RECORDS SUPPLIED:
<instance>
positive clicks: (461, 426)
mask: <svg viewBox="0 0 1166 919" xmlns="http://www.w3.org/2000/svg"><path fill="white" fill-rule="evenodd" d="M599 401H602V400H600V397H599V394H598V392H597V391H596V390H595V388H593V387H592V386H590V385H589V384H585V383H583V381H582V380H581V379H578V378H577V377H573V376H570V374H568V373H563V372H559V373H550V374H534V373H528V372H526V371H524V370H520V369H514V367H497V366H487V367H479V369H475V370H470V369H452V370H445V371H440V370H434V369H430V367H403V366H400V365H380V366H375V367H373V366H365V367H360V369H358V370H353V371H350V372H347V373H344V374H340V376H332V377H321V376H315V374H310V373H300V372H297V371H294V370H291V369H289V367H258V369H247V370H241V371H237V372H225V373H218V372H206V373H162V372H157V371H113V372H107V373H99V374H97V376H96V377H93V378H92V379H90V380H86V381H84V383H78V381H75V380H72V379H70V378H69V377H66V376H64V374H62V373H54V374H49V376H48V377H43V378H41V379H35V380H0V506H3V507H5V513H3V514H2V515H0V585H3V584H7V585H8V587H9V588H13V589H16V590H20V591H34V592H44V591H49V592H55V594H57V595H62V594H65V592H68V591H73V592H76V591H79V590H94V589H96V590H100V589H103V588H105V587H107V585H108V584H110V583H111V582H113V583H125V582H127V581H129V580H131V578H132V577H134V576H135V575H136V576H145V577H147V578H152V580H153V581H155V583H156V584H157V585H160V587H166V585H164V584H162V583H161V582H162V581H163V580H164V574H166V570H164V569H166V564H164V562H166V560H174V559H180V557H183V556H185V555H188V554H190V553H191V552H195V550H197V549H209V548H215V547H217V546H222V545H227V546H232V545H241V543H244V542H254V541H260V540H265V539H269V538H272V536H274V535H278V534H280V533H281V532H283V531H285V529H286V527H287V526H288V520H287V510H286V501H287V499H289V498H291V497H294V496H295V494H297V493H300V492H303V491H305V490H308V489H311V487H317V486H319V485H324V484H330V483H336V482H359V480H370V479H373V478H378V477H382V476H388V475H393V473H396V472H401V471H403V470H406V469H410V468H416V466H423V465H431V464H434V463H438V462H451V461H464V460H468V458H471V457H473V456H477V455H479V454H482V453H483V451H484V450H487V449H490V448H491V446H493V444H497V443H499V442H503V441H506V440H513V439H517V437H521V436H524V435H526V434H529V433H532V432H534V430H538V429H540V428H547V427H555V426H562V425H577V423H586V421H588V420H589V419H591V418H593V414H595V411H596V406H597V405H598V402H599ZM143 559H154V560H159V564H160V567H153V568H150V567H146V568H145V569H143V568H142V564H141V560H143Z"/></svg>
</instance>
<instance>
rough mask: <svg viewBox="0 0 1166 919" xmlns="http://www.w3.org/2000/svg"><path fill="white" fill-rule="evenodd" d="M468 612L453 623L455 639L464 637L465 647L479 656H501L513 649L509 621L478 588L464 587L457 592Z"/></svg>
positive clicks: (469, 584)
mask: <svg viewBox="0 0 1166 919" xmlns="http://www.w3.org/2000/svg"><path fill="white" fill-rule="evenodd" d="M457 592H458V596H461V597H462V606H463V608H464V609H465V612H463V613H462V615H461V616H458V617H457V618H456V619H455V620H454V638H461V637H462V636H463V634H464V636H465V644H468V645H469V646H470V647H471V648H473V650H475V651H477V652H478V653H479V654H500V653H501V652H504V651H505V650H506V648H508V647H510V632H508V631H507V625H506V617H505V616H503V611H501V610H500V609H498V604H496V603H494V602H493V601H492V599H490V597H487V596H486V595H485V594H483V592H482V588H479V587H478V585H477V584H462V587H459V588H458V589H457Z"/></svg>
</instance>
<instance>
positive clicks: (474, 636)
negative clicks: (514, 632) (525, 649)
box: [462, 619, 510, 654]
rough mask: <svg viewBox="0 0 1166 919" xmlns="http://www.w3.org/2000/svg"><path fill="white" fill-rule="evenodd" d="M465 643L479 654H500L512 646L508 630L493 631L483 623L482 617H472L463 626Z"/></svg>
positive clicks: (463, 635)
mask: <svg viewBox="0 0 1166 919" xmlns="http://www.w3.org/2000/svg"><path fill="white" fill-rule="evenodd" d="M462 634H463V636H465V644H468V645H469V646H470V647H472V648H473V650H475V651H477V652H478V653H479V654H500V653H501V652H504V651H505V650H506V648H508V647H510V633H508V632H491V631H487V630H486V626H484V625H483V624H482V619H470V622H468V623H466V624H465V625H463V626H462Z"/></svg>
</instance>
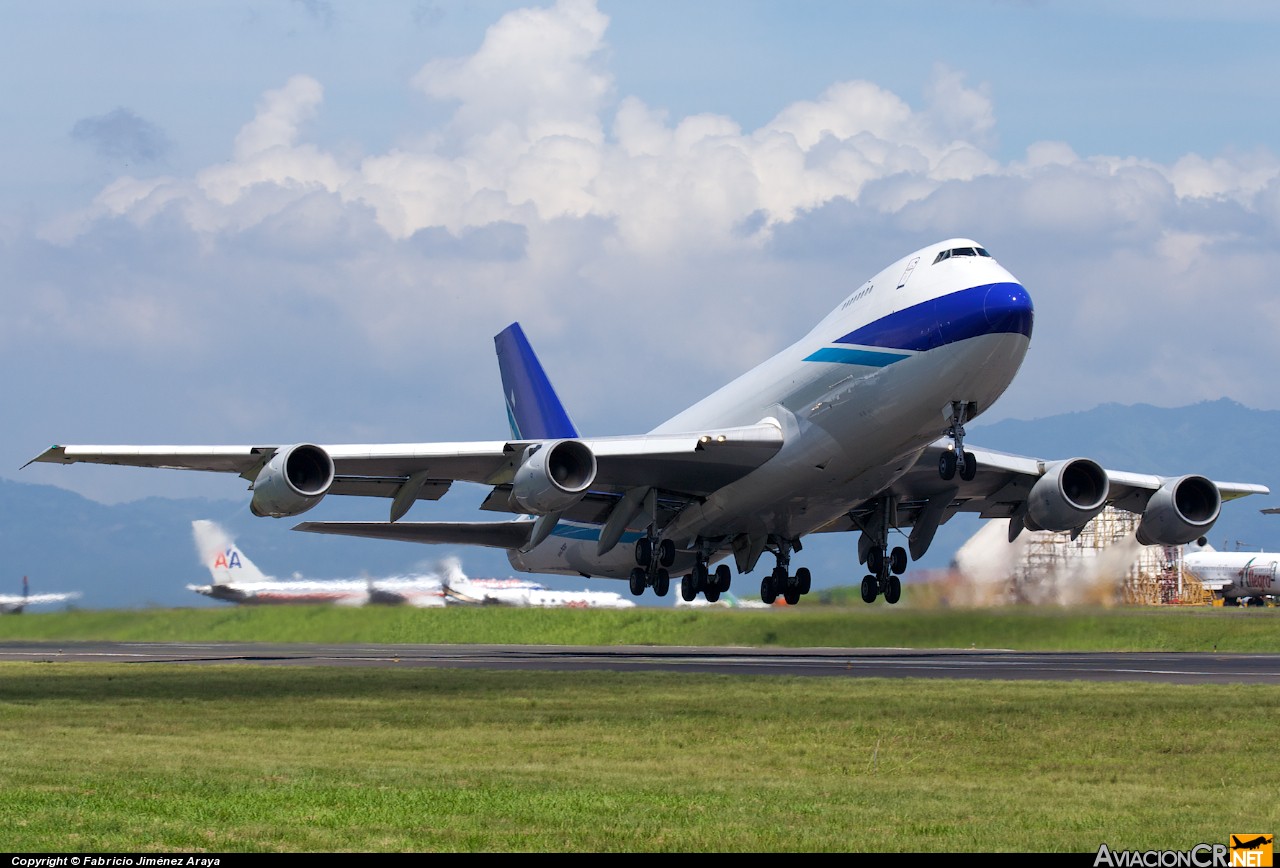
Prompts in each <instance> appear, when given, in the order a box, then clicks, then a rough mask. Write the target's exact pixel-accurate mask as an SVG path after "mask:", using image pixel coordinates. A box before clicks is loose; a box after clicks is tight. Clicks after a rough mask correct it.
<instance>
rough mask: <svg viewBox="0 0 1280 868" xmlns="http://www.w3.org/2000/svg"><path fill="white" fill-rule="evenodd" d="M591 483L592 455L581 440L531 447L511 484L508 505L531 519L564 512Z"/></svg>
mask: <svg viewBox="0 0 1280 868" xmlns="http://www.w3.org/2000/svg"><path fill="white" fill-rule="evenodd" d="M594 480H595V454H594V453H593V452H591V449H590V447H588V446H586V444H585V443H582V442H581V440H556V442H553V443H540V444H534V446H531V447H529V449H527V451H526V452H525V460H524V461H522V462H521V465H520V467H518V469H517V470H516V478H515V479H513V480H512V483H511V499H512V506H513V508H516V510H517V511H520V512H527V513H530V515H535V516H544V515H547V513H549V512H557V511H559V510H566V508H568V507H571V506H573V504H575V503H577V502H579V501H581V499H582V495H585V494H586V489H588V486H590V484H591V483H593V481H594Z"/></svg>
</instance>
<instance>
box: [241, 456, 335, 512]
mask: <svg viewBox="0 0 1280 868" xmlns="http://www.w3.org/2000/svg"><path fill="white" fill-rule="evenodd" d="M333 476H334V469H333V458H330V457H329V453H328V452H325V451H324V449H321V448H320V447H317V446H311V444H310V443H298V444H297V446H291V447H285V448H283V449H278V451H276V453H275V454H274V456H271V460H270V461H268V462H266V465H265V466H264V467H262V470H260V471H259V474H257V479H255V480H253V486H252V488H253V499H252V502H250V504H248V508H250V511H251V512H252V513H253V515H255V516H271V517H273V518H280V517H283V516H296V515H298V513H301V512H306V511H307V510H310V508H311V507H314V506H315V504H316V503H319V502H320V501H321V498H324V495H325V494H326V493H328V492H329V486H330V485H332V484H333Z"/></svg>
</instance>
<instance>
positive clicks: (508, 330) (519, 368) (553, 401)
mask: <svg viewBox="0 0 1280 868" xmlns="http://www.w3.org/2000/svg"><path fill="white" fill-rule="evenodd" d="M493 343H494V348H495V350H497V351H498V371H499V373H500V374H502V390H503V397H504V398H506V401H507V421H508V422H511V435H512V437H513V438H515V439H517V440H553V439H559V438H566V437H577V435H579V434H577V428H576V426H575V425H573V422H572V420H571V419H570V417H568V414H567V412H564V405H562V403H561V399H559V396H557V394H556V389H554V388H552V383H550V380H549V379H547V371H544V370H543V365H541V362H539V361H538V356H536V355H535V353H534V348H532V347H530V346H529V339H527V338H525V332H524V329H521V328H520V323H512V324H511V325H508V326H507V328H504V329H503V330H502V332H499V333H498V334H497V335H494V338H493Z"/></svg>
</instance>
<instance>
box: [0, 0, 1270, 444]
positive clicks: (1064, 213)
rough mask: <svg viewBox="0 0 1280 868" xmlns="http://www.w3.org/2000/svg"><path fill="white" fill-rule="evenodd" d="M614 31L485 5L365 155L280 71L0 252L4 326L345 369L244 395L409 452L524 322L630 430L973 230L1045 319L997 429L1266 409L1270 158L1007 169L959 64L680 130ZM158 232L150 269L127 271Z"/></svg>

--

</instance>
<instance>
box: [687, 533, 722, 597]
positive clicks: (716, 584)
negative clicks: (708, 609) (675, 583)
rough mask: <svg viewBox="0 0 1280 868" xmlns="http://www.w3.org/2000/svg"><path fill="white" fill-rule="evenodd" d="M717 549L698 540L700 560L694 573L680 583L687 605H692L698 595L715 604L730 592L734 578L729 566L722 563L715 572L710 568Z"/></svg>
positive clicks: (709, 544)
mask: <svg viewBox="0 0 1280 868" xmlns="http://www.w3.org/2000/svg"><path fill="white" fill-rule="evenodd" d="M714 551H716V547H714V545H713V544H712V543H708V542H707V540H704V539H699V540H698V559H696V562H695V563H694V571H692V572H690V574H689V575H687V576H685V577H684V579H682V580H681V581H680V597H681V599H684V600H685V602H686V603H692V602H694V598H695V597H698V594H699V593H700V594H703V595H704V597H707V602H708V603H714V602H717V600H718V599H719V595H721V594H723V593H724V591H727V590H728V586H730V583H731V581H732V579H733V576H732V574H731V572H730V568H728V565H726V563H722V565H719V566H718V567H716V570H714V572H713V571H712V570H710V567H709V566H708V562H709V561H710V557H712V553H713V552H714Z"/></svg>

TASK OBJECTIVE:
Scan the listing above. Gather each line that contains the word "negative".

TASK OUTPUT:
negative clicks: (514, 632) (525, 649)
negative clicks: (708, 609) (675, 583)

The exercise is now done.